[RECORDS PROVIDED Boundary: Start]

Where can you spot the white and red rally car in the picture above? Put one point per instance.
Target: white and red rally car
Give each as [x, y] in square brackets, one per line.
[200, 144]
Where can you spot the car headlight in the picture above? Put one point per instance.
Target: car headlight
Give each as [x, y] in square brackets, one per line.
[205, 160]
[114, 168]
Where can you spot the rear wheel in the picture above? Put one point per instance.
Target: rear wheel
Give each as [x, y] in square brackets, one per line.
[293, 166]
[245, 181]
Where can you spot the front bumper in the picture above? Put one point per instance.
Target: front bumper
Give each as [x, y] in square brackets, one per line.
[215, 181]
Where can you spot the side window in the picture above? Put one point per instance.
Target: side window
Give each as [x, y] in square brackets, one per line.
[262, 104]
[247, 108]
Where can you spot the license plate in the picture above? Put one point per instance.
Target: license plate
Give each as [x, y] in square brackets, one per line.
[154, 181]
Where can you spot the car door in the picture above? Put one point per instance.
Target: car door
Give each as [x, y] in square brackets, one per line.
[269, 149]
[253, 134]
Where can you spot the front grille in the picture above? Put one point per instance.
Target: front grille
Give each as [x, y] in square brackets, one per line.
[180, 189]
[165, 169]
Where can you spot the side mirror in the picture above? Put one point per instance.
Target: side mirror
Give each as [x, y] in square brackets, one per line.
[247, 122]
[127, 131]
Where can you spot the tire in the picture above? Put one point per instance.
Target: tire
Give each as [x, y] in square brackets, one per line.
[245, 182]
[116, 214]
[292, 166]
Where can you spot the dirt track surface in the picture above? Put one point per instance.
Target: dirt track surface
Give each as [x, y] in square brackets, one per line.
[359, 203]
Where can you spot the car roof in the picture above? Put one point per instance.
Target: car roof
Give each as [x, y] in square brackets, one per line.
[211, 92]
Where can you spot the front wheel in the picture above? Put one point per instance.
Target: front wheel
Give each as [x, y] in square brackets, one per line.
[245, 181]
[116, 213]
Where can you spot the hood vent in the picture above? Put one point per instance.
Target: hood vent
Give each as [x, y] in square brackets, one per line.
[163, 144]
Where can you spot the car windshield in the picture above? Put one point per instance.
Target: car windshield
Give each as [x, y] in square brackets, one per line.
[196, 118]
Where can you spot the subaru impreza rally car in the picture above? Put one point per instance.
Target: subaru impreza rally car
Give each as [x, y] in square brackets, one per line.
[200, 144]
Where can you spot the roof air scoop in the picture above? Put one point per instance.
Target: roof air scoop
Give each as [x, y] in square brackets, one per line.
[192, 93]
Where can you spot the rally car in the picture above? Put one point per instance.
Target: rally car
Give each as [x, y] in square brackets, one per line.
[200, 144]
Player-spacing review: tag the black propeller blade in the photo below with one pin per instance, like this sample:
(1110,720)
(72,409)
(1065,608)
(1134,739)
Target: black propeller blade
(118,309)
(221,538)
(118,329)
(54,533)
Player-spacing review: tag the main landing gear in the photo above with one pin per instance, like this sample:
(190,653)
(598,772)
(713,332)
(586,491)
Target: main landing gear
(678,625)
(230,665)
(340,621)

[RECORDS PROVIDED Boundary: End]

ACTIVITY: Every line above that has the string "this" needs to be copied.

REPLY TO THE EXERCISE:
Player-spacing review: tag the black propeller blade in the photo below with one pin per instance, like this sample:
Player-spacing review: tag the main landing gear in the photo above with one pin per instance, like this sample:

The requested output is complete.